— start Record extracts —

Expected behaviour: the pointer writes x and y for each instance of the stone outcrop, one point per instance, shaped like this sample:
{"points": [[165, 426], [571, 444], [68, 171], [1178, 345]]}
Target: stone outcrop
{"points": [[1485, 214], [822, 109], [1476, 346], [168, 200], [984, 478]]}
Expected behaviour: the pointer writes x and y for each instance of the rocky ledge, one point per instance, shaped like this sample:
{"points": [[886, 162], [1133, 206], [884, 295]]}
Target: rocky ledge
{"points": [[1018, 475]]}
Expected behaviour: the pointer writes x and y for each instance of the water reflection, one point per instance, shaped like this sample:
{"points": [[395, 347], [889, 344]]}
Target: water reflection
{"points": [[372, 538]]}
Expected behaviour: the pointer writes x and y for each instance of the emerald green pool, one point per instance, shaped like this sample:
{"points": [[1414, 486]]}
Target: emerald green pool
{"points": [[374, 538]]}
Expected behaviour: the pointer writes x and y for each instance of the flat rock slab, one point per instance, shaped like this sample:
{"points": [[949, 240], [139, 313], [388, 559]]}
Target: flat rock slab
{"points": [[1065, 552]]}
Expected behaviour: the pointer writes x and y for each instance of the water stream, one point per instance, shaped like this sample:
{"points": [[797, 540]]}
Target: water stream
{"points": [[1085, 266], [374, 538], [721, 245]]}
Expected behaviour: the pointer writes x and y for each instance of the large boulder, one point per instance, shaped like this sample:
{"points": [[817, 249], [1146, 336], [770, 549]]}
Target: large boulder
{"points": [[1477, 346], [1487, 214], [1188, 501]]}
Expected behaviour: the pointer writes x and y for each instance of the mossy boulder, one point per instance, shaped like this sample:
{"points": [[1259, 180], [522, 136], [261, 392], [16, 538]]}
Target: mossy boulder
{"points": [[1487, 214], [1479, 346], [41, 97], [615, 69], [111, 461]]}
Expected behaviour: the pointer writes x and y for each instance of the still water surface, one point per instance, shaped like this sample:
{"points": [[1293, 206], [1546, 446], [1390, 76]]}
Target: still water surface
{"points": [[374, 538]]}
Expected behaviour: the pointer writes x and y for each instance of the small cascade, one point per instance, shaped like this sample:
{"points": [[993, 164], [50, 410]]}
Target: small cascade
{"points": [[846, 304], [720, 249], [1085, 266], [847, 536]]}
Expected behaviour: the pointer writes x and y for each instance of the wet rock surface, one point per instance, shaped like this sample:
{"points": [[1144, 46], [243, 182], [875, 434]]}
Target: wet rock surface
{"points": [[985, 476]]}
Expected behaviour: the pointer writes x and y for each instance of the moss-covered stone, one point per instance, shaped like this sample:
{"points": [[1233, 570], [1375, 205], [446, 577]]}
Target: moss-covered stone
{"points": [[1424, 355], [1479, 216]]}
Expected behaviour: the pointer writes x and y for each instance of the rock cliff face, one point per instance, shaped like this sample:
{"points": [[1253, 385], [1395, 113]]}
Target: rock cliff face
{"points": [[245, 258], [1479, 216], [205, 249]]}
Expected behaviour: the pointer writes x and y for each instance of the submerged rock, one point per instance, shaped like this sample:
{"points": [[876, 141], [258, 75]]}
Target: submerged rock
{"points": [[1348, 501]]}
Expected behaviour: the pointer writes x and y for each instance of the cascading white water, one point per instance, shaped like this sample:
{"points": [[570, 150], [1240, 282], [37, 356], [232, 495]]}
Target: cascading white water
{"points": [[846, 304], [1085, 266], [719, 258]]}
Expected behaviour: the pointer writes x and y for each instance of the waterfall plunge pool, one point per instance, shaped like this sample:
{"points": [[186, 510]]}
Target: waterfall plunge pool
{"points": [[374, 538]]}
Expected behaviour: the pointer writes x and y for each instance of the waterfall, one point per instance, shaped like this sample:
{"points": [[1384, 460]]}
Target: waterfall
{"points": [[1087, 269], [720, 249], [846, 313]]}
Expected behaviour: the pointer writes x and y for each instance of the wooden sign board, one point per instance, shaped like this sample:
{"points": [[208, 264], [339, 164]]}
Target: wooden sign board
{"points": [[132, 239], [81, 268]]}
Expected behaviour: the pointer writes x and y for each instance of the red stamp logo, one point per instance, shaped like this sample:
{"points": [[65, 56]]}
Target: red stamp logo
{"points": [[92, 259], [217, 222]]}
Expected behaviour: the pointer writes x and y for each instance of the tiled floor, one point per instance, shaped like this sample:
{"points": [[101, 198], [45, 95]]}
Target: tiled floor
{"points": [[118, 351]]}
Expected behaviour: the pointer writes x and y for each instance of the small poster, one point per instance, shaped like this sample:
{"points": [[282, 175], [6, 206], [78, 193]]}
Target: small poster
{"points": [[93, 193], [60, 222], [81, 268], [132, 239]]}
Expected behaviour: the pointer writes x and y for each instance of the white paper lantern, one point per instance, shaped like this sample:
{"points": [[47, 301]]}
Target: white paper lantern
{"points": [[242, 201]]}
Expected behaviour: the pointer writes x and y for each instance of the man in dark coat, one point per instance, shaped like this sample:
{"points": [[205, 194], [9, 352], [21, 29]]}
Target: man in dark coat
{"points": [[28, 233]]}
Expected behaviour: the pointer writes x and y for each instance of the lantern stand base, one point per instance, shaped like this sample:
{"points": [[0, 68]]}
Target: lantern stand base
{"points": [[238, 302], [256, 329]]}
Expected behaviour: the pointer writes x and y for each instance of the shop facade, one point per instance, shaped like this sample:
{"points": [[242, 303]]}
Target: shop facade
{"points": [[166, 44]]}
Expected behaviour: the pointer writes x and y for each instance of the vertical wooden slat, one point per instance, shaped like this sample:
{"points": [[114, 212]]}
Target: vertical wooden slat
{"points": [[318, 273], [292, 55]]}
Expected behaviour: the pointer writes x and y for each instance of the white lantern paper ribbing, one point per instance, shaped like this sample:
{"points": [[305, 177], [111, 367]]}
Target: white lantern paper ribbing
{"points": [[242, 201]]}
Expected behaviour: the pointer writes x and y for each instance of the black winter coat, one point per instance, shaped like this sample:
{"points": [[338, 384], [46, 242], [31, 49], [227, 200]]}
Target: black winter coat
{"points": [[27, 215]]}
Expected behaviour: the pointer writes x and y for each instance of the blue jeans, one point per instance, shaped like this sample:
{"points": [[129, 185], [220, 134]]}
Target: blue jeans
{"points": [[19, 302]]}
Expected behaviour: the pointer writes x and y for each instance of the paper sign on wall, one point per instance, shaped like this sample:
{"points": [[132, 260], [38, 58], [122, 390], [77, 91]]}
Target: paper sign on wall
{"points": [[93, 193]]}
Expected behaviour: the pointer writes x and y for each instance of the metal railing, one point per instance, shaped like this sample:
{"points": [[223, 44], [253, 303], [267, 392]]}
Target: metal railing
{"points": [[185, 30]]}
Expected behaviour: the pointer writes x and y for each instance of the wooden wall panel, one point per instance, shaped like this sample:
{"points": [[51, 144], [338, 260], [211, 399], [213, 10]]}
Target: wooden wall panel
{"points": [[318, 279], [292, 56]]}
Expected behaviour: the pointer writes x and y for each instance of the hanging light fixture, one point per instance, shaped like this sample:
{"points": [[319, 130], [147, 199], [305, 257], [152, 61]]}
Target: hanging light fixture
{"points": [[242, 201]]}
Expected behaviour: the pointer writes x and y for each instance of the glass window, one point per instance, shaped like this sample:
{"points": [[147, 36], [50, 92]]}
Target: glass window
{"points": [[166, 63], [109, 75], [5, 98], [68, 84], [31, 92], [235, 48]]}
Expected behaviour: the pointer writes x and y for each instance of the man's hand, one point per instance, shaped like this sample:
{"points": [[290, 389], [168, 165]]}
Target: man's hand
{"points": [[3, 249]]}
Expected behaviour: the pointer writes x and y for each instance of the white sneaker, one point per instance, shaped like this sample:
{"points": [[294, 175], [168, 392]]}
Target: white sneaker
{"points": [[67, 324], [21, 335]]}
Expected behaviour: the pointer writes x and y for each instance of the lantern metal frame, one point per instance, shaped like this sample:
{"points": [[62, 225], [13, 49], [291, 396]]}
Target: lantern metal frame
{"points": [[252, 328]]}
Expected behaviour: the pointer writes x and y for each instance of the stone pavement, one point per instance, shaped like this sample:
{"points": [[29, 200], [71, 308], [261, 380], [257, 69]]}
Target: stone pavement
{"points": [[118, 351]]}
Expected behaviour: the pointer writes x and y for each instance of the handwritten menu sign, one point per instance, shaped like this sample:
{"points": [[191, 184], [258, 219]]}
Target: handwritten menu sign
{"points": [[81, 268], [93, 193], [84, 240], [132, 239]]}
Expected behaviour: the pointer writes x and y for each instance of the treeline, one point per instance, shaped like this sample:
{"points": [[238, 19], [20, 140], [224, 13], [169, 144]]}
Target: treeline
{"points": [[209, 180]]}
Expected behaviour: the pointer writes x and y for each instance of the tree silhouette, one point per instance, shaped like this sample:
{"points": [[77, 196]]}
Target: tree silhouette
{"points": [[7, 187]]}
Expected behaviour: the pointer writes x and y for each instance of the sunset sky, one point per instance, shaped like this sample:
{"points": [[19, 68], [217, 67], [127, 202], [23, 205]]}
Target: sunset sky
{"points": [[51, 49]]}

— end Record extracts —

Directions -
Extract, verbatim, the lines from the one containing "the lantern metal" through the last line of the listing above.

Final result -
Expected behaviour: the pointer writes x and y for each instance of the lantern metal frame, one point per instance, shaped like this sample:
{"points": [[62, 225], [13, 49], [291, 396]]}
Target: lantern metal frame
{"points": [[252, 328]]}
Expected behaviour: the pointer writes x and y for each instance of the stone pavement, one point per instance, shaped like this sample:
{"points": [[29, 200], [71, 308], [261, 380], [257, 69]]}
Target: stone pavement
{"points": [[118, 351]]}
Expected behaviour: the pointer writes x and y for each instance of the handwritten menu sign, one point per instance, shaped like this sample:
{"points": [[191, 184], [258, 219]]}
Target: handwritten menu sign
{"points": [[81, 268], [93, 193], [84, 240], [132, 239]]}
Expected behaviour: the pointer writes x and y for each instance of the treeline, one point per instance, shaped like this sample:
{"points": [[238, 19], [20, 140], [224, 13], [169, 144]]}
Target: treeline
{"points": [[209, 180]]}
Expected behaviour: the pointer writes x and y for each instance of the tree silhouette, one point per instance, shaped like this sample:
{"points": [[77, 196]]}
Target: tree silhouette
{"points": [[7, 187]]}
Expected behaviour: the pointer writes x and y for each instance of the sunset sky, one point per instance, shaped like this sample:
{"points": [[19, 68], [217, 67], [127, 202], [23, 205]]}
Target: sunset sky
{"points": [[51, 49]]}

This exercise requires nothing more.